文書の抜粋:
- - - -

どこの国でもおばさんは強く楽しく生きていた!

世界おばおば遭遇記

Vol.2 エクアドルの破壊おばさん

出会った場所
エクアドル キト

キト旧市街
常春のキト市街
キトとは…
エクアドルの首都。赤道直下にあるが、標高2850mに位置するため常春の町。
1978年、ガラパコス諸島とともに世界遺産に登録された旧市街には、
スペインの植民地時代の教会や聖堂が今も数多く残っている。
エクアドル地図

エクアドルの破壊おばさん

 

 バナナとガラパゴス諸島で知られる南米大陸のエクアドルは、赤道直下にある。だが、首都のキトは標高2850mの高地で、朝夕はセーターが必要なほど冷えた。土地に慣れるまでは高山病の恐れもある。私も到着後、頭痛と軽いめまいに襲われた。おかげで安宿探しも気合いが入らず、新市街の通りを2~3本歩いただけで、目に付いた1泊5ドルの小さな宿にチェックインした。それが縁で私は宿のオーナー宅へ2週間ホームステイすることができたのだが。

- - - -

表示中の記録:
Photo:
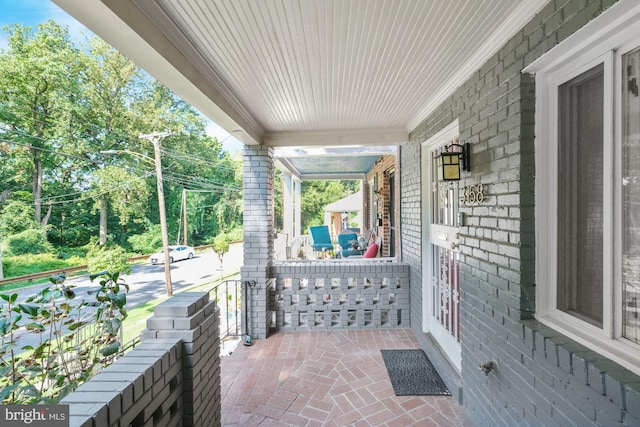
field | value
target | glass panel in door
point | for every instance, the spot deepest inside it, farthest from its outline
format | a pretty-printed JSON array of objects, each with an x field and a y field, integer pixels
[{"x": 441, "y": 285}]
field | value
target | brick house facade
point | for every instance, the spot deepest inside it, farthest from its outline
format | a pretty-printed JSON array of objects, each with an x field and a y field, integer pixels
[{"x": 543, "y": 377}]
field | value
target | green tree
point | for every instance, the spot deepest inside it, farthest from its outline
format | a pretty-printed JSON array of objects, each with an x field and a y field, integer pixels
[
  {"x": 127, "y": 194},
  {"x": 37, "y": 90}
]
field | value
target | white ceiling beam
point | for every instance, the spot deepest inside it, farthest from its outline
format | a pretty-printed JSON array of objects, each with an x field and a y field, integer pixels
[{"x": 343, "y": 137}]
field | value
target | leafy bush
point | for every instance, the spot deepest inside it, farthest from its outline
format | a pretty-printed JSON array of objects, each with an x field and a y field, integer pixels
[
  {"x": 235, "y": 235},
  {"x": 71, "y": 349},
  {"x": 31, "y": 241},
  {"x": 29, "y": 264},
  {"x": 108, "y": 258}
]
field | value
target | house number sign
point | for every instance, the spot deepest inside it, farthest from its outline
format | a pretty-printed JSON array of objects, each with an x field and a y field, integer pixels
[{"x": 471, "y": 194}]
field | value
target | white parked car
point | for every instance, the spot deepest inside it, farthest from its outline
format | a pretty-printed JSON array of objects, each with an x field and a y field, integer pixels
[{"x": 176, "y": 253}]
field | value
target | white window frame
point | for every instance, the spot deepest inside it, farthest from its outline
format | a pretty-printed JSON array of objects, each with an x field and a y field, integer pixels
[{"x": 602, "y": 41}]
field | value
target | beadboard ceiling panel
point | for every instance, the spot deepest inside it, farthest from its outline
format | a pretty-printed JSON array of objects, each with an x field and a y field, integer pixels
[{"x": 276, "y": 68}]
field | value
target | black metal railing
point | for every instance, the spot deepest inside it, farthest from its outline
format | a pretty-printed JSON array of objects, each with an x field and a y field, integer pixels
[{"x": 228, "y": 298}]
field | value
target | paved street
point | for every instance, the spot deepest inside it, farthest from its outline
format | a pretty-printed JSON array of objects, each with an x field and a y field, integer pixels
[{"x": 146, "y": 282}]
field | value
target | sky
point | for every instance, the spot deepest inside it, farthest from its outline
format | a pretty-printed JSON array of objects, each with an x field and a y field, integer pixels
[{"x": 34, "y": 12}]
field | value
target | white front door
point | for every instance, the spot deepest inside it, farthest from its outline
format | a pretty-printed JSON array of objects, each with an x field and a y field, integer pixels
[{"x": 440, "y": 255}]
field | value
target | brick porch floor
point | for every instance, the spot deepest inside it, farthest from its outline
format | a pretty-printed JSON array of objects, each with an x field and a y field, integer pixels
[{"x": 333, "y": 378}]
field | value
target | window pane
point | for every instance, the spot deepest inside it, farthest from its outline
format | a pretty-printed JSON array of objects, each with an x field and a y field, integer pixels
[
  {"x": 580, "y": 196},
  {"x": 631, "y": 195}
]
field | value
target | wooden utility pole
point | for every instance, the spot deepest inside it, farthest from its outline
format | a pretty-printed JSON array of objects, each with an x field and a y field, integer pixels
[
  {"x": 155, "y": 139},
  {"x": 184, "y": 215}
]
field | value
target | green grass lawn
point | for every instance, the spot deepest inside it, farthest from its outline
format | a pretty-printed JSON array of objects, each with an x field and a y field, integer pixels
[{"x": 137, "y": 317}]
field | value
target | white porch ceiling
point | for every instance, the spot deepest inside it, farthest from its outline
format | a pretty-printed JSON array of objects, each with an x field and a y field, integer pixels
[{"x": 309, "y": 72}]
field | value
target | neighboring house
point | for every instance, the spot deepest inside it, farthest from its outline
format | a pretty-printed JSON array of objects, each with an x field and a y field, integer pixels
[{"x": 531, "y": 260}]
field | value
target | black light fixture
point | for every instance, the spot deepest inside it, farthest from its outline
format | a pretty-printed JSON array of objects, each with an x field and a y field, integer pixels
[{"x": 449, "y": 162}]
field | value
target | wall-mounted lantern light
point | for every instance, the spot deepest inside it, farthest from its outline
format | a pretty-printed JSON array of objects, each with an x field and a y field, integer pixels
[{"x": 450, "y": 162}]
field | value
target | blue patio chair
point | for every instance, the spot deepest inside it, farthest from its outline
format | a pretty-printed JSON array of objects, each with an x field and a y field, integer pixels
[
  {"x": 347, "y": 239},
  {"x": 321, "y": 239}
]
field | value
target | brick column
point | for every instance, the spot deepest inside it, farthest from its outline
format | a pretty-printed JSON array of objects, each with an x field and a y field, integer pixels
[
  {"x": 191, "y": 317},
  {"x": 258, "y": 236}
]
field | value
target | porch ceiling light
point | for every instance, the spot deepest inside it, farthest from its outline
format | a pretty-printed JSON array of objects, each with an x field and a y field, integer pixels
[{"x": 450, "y": 162}]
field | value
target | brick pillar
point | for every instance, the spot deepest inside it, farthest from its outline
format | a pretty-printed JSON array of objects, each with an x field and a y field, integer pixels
[
  {"x": 191, "y": 317},
  {"x": 258, "y": 236}
]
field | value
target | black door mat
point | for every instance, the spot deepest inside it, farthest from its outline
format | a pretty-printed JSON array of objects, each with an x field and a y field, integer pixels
[{"x": 412, "y": 374}]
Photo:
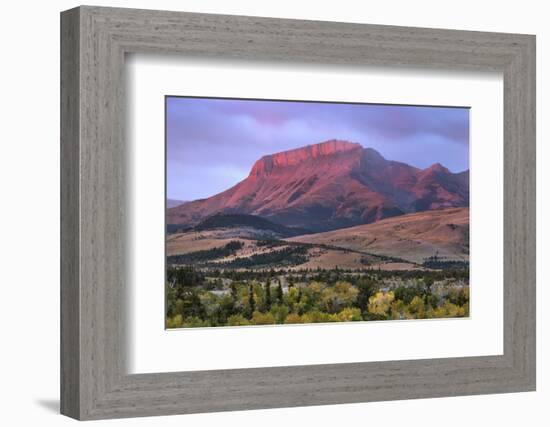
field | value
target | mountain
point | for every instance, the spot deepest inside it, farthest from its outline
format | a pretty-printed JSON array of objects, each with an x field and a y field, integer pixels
[
  {"x": 331, "y": 185},
  {"x": 413, "y": 237},
  {"x": 172, "y": 203},
  {"x": 232, "y": 221}
]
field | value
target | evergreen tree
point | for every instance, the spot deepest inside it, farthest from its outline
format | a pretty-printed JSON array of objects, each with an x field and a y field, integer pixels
[
  {"x": 280, "y": 293},
  {"x": 251, "y": 301},
  {"x": 268, "y": 295}
]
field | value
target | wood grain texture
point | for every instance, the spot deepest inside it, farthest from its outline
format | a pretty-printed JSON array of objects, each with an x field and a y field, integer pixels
[{"x": 94, "y": 272}]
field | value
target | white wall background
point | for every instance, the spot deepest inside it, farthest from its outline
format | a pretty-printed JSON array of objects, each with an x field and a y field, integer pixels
[{"x": 29, "y": 216}]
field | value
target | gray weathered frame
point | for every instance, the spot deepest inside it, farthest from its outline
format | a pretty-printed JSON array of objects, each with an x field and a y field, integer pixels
[{"x": 94, "y": 41}]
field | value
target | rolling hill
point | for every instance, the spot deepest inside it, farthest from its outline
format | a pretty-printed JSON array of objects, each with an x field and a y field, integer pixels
[{"x": 413, "y": 237}]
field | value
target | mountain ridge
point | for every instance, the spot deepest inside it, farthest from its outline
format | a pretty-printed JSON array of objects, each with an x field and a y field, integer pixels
[{"x": 330, "y": 185}]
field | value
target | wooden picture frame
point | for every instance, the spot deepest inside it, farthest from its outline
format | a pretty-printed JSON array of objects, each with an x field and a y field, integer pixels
[{"x": 94, "y": 382}]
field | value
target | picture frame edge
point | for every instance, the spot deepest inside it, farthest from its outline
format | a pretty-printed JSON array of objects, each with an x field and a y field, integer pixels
[{"x": 93, "y": 382}]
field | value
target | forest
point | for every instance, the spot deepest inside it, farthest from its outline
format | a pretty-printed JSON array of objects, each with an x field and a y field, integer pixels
[{"x": 228, "y": 297}]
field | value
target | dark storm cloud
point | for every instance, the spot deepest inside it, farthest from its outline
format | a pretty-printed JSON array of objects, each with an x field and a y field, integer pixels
[{"x": 212, "y": 143}]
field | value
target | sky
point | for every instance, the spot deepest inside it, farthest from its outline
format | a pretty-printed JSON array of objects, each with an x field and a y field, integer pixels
[{"x": 212, "y": 143}]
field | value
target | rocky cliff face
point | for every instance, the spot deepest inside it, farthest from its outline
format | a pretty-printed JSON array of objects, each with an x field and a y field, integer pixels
[{"x": 331, "y": 185}]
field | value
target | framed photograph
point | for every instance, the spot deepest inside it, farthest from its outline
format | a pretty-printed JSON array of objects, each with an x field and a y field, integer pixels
[{"x": 262, "y": 213}]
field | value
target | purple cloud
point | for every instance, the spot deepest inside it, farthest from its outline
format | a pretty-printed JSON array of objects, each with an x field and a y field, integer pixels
[{"x": 212, "y": 143}]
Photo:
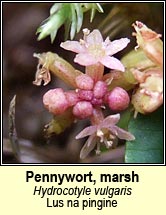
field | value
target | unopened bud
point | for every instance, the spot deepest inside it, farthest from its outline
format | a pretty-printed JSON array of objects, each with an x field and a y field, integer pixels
[
  {"x": 55, "y": 101},
  {"x": 118, "y": 99},
  {"x": 100, "y": 89},
  {"x": 83, "y": 109},
  {"x": 84, "y": 82}
]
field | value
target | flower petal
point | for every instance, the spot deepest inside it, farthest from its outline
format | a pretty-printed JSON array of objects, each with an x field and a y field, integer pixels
[
  {"x": 121, "y": 134},
  {"x": 88, "y": 147},
  {"x": 73, "y": 46},
  {"x": 94, "y": 37},
  {"x": 87, "y": 131},
  {"x": 112, "y": 63},
  {"x": 116, "y": 46},
  {"x": 85, "y": 59},
  {"x": 110, "y": 120}
]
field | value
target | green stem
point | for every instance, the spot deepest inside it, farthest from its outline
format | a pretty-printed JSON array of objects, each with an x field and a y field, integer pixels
[{"x": 95, "y": 71}]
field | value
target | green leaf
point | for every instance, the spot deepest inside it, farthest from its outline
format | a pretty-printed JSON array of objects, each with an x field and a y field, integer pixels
[
  {"x": 68, "y": 14},
  {"x": 148, "y": 144}
]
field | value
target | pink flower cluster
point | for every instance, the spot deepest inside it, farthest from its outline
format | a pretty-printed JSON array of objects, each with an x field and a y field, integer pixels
[{"x": 87, "y": 96}]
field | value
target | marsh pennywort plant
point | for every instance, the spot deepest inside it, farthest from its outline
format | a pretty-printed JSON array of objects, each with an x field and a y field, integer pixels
[{"x": 91, "y": 94}]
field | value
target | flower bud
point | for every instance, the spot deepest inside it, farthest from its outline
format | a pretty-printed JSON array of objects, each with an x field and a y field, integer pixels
[
  {"x": 85, "y": 95},
  {"x": 71, "y": 97},
  {"x": 100, "y": 89},
  {"x": 83, "y": 109},
  {"x": 84, "y": 82},
  {"x": 118, "y": 99},
  {"x": 55, "y": 101}
]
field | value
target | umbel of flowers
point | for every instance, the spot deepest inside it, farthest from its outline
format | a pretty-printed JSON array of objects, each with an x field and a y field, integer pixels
[{"x": 92, "y": 92}]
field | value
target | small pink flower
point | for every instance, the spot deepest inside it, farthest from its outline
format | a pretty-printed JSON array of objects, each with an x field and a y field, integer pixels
[
  {"x": 92, "y": 50},
  {"x": 55, "y": 101},
  {"x": 105, "y": 132}
]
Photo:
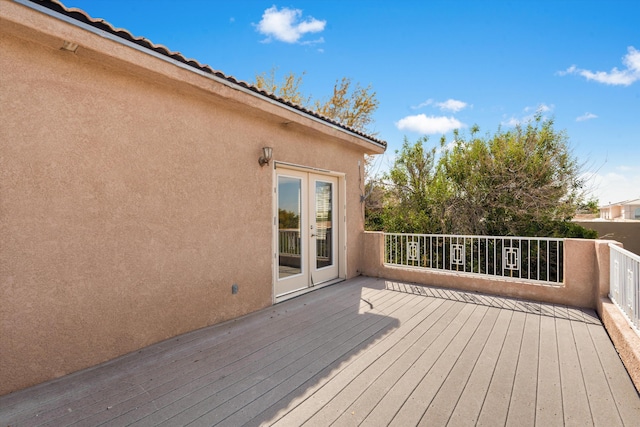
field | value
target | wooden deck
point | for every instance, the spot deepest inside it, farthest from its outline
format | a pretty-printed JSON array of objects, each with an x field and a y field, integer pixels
[{"x": 365, "y": 351}]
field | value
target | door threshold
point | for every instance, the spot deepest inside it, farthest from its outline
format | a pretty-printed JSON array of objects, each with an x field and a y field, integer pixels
[{"x": 296, "y": 293}]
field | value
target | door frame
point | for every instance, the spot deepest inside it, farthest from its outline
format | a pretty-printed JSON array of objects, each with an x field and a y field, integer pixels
[{"x": 341, "y": 224}]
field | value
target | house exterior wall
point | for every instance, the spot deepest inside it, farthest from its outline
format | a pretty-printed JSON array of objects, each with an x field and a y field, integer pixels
[{"x": 132, "y": 199}]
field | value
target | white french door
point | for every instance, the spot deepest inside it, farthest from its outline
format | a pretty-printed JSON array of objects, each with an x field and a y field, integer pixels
[{"x": 307, "y": 230}]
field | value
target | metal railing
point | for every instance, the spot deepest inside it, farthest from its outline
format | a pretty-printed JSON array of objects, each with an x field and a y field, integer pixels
[
  {"x": 289, "y": 241},
  {"x": 533, "y": 259},
  {"x": 624, "y": 286}
]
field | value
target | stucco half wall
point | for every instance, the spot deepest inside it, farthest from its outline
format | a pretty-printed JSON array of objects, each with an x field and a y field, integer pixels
[
  {"x": 584, "y": 282},
  {"x": 132, "y": 199}
]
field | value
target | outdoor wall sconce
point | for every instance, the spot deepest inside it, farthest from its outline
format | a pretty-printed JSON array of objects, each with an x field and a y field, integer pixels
[
  {"x": 69, "y": 46},
  {"x": 267, "y": 153}
]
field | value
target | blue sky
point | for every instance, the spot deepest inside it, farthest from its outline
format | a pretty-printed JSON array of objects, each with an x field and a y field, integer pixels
[{"x": 435, "y": 65}]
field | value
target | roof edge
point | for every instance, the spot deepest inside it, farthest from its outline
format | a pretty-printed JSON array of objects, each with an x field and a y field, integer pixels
[{"x": 81, "y": 18}]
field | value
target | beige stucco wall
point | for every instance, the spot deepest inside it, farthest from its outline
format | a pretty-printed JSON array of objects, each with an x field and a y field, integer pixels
[
  {"x": 132, "y": 199},
  {"x": 581, "y": 275},
  {"x": 586, "y": 284}
]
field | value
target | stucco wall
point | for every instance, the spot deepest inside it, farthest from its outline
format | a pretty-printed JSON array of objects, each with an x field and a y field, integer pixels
[
  {"x": 627, "y": 233},
  {"x": 132, "y": 199},
  {"x": 581, "y": 275}
]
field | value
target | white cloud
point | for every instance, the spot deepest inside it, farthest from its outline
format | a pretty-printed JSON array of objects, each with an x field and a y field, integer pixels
[
  {"x": 423, "y": 104},
  {"x": 514, "y": 121},
  {"x": 585, "y": 117},
  {"x": 612, "y": 187},
  {"x": 429, "y": 125},
  {"x": 284, "y": 25},
  {"x": 623, "y": 77},
  {"x": 449, "y": 105},
  {"x": 452, "y": 105}
]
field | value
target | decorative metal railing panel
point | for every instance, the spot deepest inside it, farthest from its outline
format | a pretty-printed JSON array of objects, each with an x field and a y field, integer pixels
[
  {"x": 289, "y": 242},
  {"x": 534, "y": 259},
  {"x": 624, "y": 286}
]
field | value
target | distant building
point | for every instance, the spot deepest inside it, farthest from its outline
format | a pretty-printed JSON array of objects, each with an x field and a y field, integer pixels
[{"x": 627, "y": 210}]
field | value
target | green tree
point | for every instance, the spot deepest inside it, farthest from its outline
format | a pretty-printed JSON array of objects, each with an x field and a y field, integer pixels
[
  {"x": 412, "y": 182},
  {"x": 522, "y": 182}
]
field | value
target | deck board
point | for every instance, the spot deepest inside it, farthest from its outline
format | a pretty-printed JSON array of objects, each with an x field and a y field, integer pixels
[{"x": 366, "y": 351}]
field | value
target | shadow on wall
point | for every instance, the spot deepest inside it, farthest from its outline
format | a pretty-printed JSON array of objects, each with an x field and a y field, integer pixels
[{"x": 627, "y": 233}]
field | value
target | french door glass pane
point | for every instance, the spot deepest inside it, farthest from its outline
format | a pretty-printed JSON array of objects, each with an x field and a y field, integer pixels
[
  {"x": 324, "y": 224},
  {"x": 289, "y": 226}
]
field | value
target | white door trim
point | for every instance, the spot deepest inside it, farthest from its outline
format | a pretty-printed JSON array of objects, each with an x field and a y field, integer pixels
[{"x": 281, "y": 168}]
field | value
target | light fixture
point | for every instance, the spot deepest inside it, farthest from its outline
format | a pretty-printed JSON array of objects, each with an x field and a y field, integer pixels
[{"x": 267, "y": 152}]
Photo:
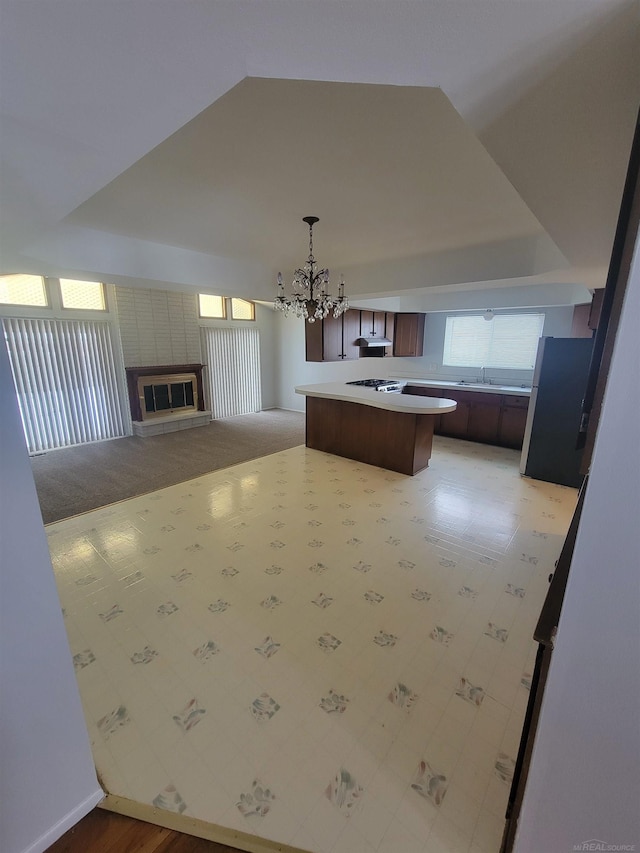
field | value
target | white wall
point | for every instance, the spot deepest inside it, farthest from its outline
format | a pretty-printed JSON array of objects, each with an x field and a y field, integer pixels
[
  {"x": 163, "y": 327},
  {"x": 47, "y": 780},
  {"x": 584, "y": 781},
  {"x": 158, "y": 327},
  {"x": 294, "y": 370}
]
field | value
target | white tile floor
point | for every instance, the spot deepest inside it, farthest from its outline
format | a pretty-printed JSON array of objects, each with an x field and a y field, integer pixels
[{"x": 313, "y": 650}]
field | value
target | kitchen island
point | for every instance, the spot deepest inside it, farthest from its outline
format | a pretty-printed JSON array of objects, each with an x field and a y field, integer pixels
[{"x": 390, "y": 430}]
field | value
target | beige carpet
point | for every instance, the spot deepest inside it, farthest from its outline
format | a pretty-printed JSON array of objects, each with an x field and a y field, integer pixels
[{"x": 73, "y": 480}]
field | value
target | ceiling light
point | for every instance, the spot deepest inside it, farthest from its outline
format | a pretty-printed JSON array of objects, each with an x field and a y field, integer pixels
[{"x": 309, "y": 290}]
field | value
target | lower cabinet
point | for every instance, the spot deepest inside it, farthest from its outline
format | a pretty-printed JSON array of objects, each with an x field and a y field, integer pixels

- - - -

取り組む作業:
**a)** キトの紀行文の最後の段落に出てくるアラビア数字を、出てくる順にすべて挙げてください。
**b)** キトの紀行文にある「私も到着後、頭痛と軽いめまいに襲われた。」という一文を英語に訳す。

各作業の結果:
**a)** 2850、2、3、1、5、2

**b)** After I arrived, I too was struck by a headache and mild dizziness.